**Task instructions:** Rewrite every one of the rows below as a Markdown table with two columns, No. and Line, numbering each line in order and omitting any blank lines.

• • • • • • •

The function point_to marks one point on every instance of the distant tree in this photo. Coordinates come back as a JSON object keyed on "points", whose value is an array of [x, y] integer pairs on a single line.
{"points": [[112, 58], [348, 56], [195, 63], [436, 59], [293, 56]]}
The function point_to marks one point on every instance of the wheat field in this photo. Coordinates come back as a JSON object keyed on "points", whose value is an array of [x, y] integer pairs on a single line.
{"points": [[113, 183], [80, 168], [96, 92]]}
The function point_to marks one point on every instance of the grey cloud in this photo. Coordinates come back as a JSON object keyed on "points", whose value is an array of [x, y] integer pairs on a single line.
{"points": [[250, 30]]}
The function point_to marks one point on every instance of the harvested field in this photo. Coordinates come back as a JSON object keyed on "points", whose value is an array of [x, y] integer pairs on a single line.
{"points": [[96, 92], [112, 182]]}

• • • • • • •

**Completed exercise:**
| No. | Line |
|---|---|
| 1 | The function point_to marks one point on every instance of the distant tree in this photo. Coordinates come back as a JSON object keyed on "points", whose value is an array of [x, y] integer pairs on a single line. |
| 2 | {"points": [[112, 58], [348, 56], [195, 63], [436, 59], [293, 56]]} |
| 3 | The function point_to marks one point on every instance of the wheat field in this photo. Coordinates come back as a JSON object keyed on "points", whose value is an array of [x, y] integer pairs on a single line. |
| 4 | {"points": [[113, 183], [80, 168], [96, 92]]} |
| 5 | The function point_to marks one point on every instance of the grey cloud in this photo. Coordinates come back as a JSON object keyed on "points", whose value is an array of [x, y] integer pairs on a single line. |
| 6 | {"points": [[250, 30]]} |
| 7 | The function point_to marks one point on every instance of the harvested field in this photo. Coordinates come back as a JSON object keyed on "points", whose value is an array of [x, y] integer pairs on a single line. |
| 8 | {"points": [[96, 92], [112, 182]]} |